**Provided text:**
========================================
Under Federal Rule of Civil Procedure 72(a), a district judge must set aside a portion of a magistrate judge's order concerning a non-dispositive matter if it is "clearly erroneous or is contrary to law." Fed. R. Civ. P. 72(a); see also, e.g., 287 Franklin Ave. Residents' Ass'n v. Meisels, No. 11-CV-976(KAM)(JO), 2013 WL 12403049, at *1-*2 (E.D.N.Y. Nov. 5, 2013) (affirming magistrate judge's discovery rulings and denial of reconsideration of those rulings as not clearly erroneous or contrary to law), aff'd sub nom. Sasmor v. Meisels, 708 F. App'x 728 (2d Cir. 2017). An order is clearly erroneous if "'on the entire evidence' the Court is 'left with the definite and firm conviction that a mistake has been committed.'" Mental Disability Law Clinic v. Hogan, 739 F. Supp. 2d 201, 203 (E.D.N.Y. 2010) (quoting Easley v. Cromartie, 532 U.S. 234, 235 (2001)). An order is contrary to law if it "fails to apply or misapplies relevant statutes, case law or rules of procedure." Weiss v. La Suisse, 161 F. Supp. 2d 305, 321 (S.D.N.Y. 2001) (internal quotation marks omitted). Under the "highly deferential standard" governing Rule 72(a), "magistrate judges are afforded broad discretion in resolving nondispositive disputes and reversal is appropriate only if their discretion is abused." Williams v. Rosenblatt Sec., Inc., 236 F. Supp. 3d 802, 803 (S.D.N.Y. 2017) (internal quotation marks omitted).

In reviewing the magistrate's ruling, "[c]ourts generally do not entertain new legal arguments not presented to the magistrate judge." Anderson v. Pheonix Beverage Inc., No. 12-CV-1055 DLI RML, 2015 WL 737102, at *3 (E.D.N.Y. Feb. 20, 2015) (collecting cases). Courts are similarly confined to the factual record presented to the magistrate judge when reviewing a magistrate's non-dispositive rulings to determine whether they were clearly erroneous or contrary to law. Thai Lao Lignite (Thailand) Co. v. Gov't of Lao People's Democratic Republic, 924 F. Supp. 2d 508, 512 (S.D.N.Y. 2013) ("Rule 72(a) precludes the district court from considering factual evidence that was not presented to the magistrate judge."); see also NIKE, Inc. v. Wu, 349 F. Supp. 3d 346, 353 (S.D.N.Y. 2018) (citing Thai Lao Lignite for same). Moreover, a court sitting in appellate review of a denial of reconsideration generally "will not consider an argument on appeal that was raised for the first time below in a motion for reconsideration." Official Comm. of Unsecured Creditors of Color Tile, Inc. v. Coopers & Lybrand, LLP, 322 F.3d 147, 159 (2d Cir. 2003) (citing Nat'l Union Fire Ins. Co. of Pittsburgh, Pa. v. Stroh Cos., Inc., 265 F.3d 97, 115-16 (2d Cir. 2001)) (reviewing a district judge's denial of reconsideration below).
========================================
**Explore the material:**
(A) For each statement, say whether it agrees with the passage on reviewing magistrate judges' orders, answering yes or no and quoting the words from the passage that decide it: (i) A district judge must set aside part of a magistrate judge's non-dispositive order if it is clearly erroneous or contrary to law. (ii) Under Rule 72(a), a district court may consider factual evidence that was not presented to the magistrate judge. (iii) Magistrate judges have only narrow discretion in resolving nondispositive disputes.
(B) Continue the passage on reviewing magistrate judges' orders, starting right after its last sentence.
The lines that come next are separate material with no connection to the passage on reviewing magistrate judges' orders.
========================================
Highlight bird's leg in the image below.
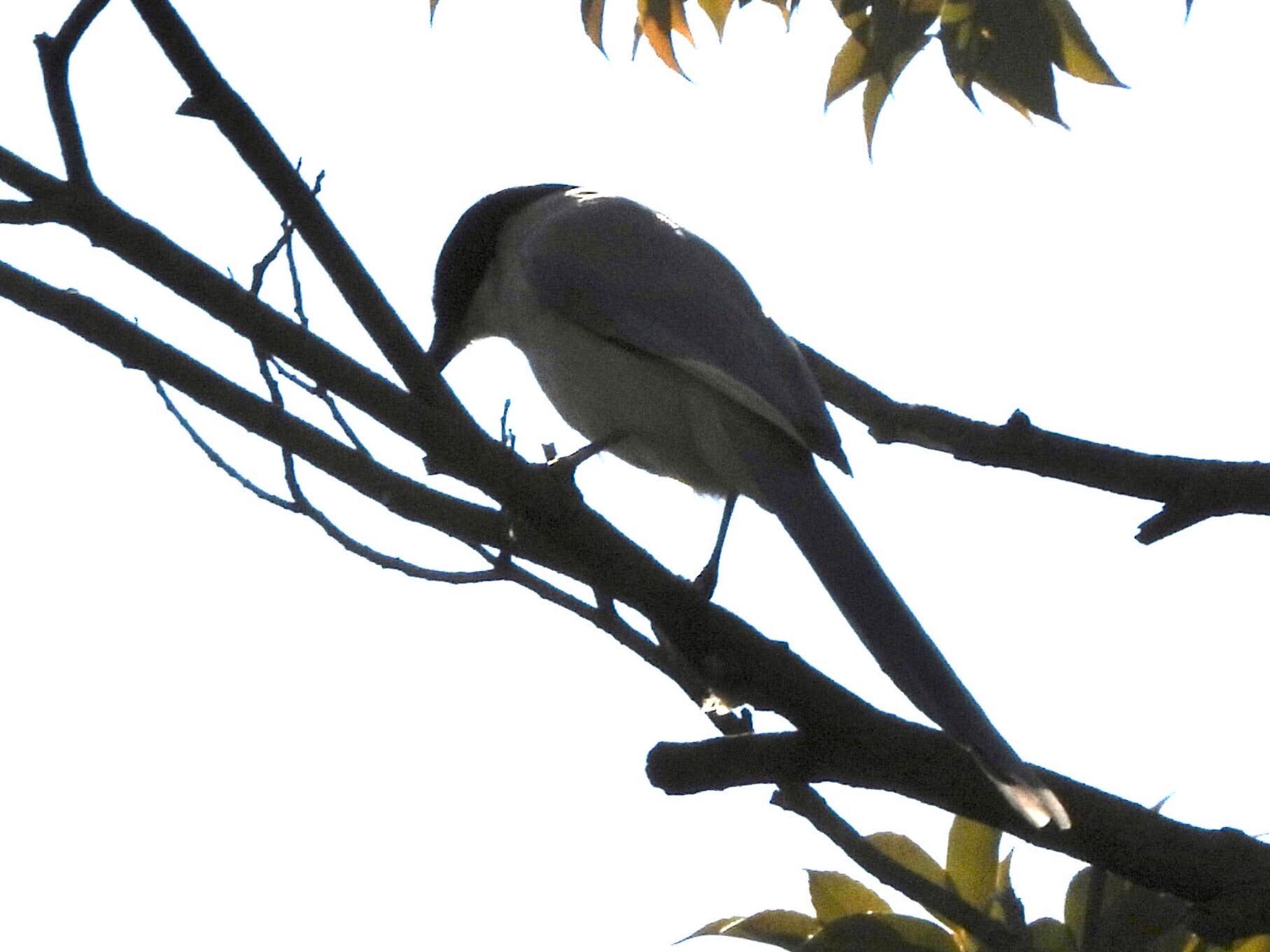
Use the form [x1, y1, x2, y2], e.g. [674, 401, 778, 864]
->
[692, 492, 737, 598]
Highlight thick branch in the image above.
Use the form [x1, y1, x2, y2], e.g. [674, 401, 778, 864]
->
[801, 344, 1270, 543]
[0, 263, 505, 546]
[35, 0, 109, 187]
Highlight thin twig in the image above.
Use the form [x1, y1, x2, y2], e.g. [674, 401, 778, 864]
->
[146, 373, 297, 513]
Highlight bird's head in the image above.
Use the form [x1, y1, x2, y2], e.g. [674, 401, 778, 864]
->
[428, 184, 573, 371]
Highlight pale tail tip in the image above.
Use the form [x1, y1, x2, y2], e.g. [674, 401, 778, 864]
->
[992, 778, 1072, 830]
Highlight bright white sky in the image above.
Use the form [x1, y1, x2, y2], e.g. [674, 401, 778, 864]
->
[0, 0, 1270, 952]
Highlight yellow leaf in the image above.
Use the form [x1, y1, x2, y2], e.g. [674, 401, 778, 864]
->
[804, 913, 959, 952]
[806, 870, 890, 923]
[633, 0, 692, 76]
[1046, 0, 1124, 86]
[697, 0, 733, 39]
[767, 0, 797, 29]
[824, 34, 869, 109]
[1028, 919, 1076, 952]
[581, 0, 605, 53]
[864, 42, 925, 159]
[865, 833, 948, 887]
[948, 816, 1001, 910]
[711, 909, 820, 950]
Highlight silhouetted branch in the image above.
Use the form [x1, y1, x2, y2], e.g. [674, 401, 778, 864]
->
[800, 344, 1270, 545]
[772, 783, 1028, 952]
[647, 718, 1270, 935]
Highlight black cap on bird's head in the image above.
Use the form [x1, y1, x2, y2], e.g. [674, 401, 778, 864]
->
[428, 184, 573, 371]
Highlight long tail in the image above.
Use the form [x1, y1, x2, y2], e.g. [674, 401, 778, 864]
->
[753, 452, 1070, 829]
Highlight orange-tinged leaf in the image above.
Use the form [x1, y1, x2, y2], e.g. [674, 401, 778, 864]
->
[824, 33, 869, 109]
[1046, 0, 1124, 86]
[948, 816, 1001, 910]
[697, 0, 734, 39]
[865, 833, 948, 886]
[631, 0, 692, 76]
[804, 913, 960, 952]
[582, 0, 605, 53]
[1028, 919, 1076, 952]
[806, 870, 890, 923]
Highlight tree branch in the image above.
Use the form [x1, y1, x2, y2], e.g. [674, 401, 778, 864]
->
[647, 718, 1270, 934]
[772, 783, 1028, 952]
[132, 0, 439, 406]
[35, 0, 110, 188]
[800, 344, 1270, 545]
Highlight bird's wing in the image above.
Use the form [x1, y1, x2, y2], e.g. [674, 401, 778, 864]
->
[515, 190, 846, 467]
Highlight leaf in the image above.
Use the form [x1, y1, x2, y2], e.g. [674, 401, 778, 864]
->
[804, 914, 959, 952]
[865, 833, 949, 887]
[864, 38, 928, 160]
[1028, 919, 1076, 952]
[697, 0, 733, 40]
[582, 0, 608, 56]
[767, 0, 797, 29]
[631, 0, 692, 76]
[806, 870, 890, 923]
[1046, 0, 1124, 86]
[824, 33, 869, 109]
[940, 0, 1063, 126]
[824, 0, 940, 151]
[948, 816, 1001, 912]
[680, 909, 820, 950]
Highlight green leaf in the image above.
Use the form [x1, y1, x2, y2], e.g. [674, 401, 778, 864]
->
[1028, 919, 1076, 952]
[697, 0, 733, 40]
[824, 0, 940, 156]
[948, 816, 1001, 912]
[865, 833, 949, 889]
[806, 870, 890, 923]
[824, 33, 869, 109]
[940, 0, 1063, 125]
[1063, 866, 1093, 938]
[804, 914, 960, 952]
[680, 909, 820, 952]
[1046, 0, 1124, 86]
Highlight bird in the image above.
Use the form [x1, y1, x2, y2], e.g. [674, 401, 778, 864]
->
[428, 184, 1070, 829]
========================================
**Results:**
(A)
(i) Yes: "a district judge must set aside a portion of a magistrate judge's order concerning a non-dispositive matter if it is "clearly erroneous or is contrary to law.""
(ii) No: "Rule 72(a) precludes the district court from considering factual evidence that was not presented to the magistrate judge."
(iii) No: "magistrate judges are afforded broad discretion in resolving nondispositive disputes"

(B)
As to the standard of review Magistrate Judge Bulsara was to apply to the motion for reconsideration, "[i]t is well-settled that Rule 59 is not a vehicle for relitigating old issues, presenting the case under new theories, securing a rehearing on the merits, or otherwise taking a second bite at the apple." Analytical Surveys, Inc. v. Tonga Partners, L.P., 684 F.3d 36, 52 (2d Cir. 2012), as amended (July 13, 2012) (internal quotation marks omitted) (quoting Sequa Corp. v. GBJ Corp., 156 F.3d 136, 144 (2d Cir.1998)). "Rather, the standard for granting [a Rule 59 motion for reconsideration] is strict, and reconsideration will generally be denied unless the moving party can point to controlling decisions or data that the court overlooked." Id. (alteration in original) (internal quotation marks omitted) (quoting Shrader v. CSX Transp., Inc., 70 F.3d 255, 257 (2d Cir.1995)).

DISCUSSION

I. Magistrate Judge Bulsara's Rulings

Magistrate Judge Bulsara's orders striking the expert reports and denying the request for reconsideration were neither clearly erroneous nor contrary to existing law. Defendants have untimely raised a number of new arguments to Magistrate Judge Bulsara on reconsideration and to this Court on appeal, attempting to move the target whenever their earlier arguments fail to secure the desired result. But as the case law cited above makes plain, these new arguments are not properly considered in evaluating whether the initial ruling or denial of reconsideration were clearly erroneous or contrary to law pursuant to FRCP 72(a).

A. Ruling Striking Bawab and Woodhouse (D.E. # 69)

Magistrate Judge Bulsara's ruling on October 30, 2019, striking experts Bawab and Woodhouse was neither clearly erroneous nor contrary to law.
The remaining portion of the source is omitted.